It transforms the REDCap logic into logic that can be evaluated in R. This function is built into the recalculate function, but it may be useful to use it separately. Let’s see how it transforms the logics of the autocalculated field calculations.

#screening failure
rd_rlogic(logic = "if([exc_1]='1' or [inc_1]='0' or [inc_2]='0' or [inc_3]='0',1,0)",
          data = datos_redcap$data)
[1] "ifelse(data$exc_1=='1' | data$inc_1=='0' | data$inc_2=='0' | data$inc_3=='0',1,0)"
#age
rd_rlogic(logic = 'rounddown(datediff([d_birth],[d_ingreso],"y","dmy"),0)',
          data = datos_redcap$data)
[1] "floor(lubridate::time_length(lubridate::interval(data$d_birth,data$d_ingreso), 'year'))"

3.4 rd_insert_na

Function to set missing variables when a certain logic is fulfilled. Useful for example in the checkboxes that we do not have a gatekeeper. For example, we put the checkbox without gatekeeper (type_underlying_disease) to missing when the age is less than 65 years old.

datos <- rd_transform(
    data = datos_redcap$data, 
    dic = datos_redcap$dictionary
)

data <- datos$data

#Before inserting missings
table(data$type_underlying_disease_haematological_cancer)

- **Extracted information**:
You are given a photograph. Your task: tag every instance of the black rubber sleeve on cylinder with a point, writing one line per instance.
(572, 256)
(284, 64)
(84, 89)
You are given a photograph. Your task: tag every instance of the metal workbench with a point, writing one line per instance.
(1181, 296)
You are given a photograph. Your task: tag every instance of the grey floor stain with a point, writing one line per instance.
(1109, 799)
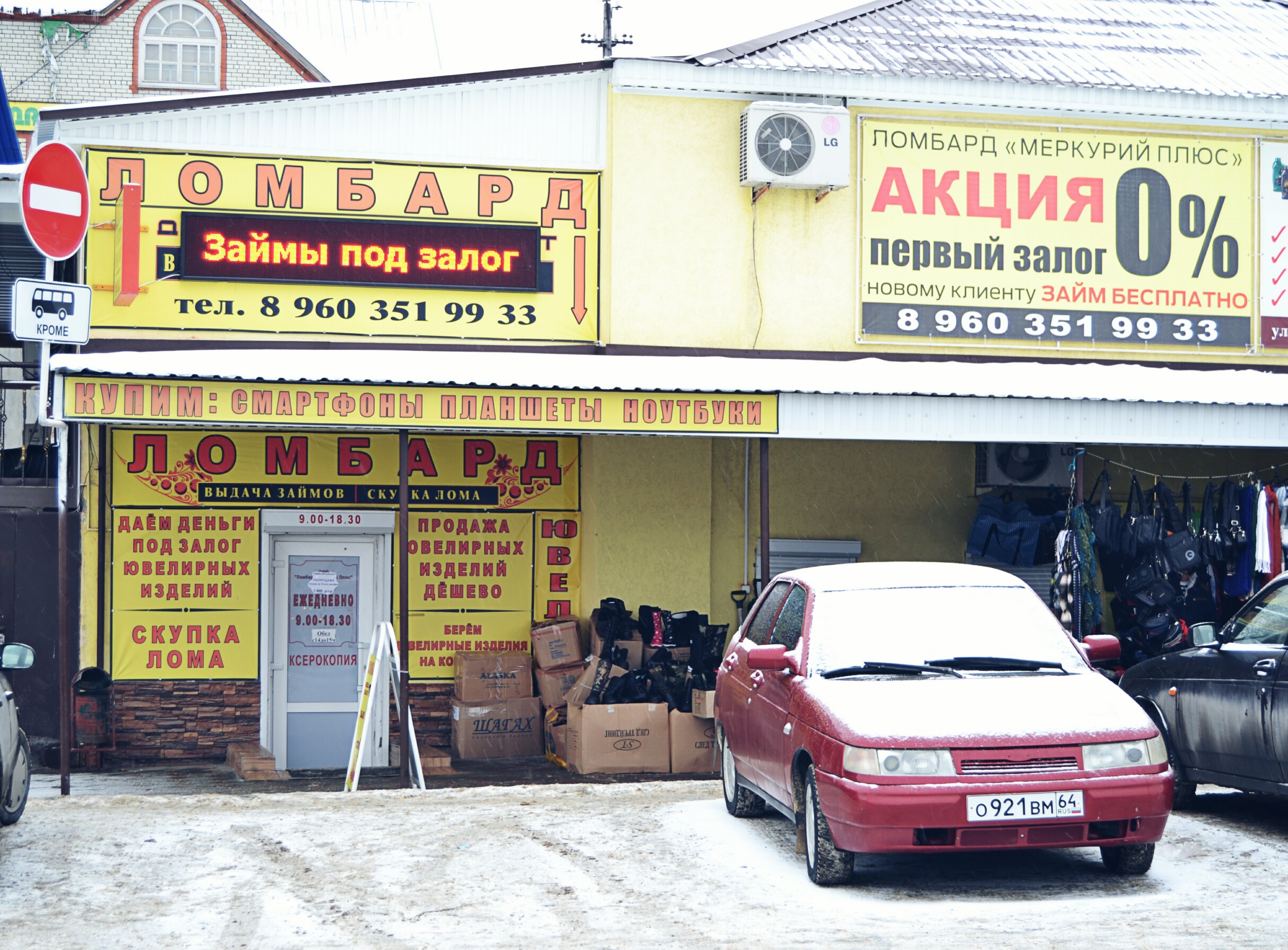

- **Task requirements**:
1/ In the REDCap text, which checkbox without a gatekeeper is set to missing when the age is under 65?
2/ Continue the REDCap text from its last line of code.

- **Exercise results**:
1/ type_underlying_disease

2/
 No Yes 
103  87 
data2 <- rd_insert_na(
  data = data,
  filter = rep("age < 65", 2),
  vars = grep("type_underlying_disease", names(data), value = TRUE)
)

#After inserting missings
table(data2$type_underlying_disease_haematological_cancer)

 No Yes 
 65  50 

3.5 rd_query

3.5.1 Output

Identifier DAG Event Instrument Field Repetition Description Query Code
100-58 Hospital 11 Initial visit Comorbidities copd
Chronic pulmonary disease The value is NA and it should not be missing 100-58-1
102-113 Hospital 24 Initial visit Demographics age
Age The value is NA and it should not be missing 102-113-1
105-11 Hospital 5 Initial visit Comorbidities copd
Chronic pulmonary disease The value is NA and it should not be missing 105-11-1
105-11 Hospital 5 Initial visit Demographics age
Age The value is NA and it should not be missing 105-11-2
105-56 Hospital 5 Initial visit Comorbidities copd
Chronic pulmonary disease The value is NA and it should not be missing 105-56-1
105-56 Hospital 5 Initial visit Demographics age
Age The value is NA and it should not be missing 105-56-2


3.5.2 Missings

Mandatory arguments:

example <- rd_query(variables = c("copd", "age"),
                         expression = c("%in%NA", "%in%NA"),
                         event = "initial_visit_arm_1",
                         dic = datos_redcap$dictionary,
                         data = datos_redcap$data)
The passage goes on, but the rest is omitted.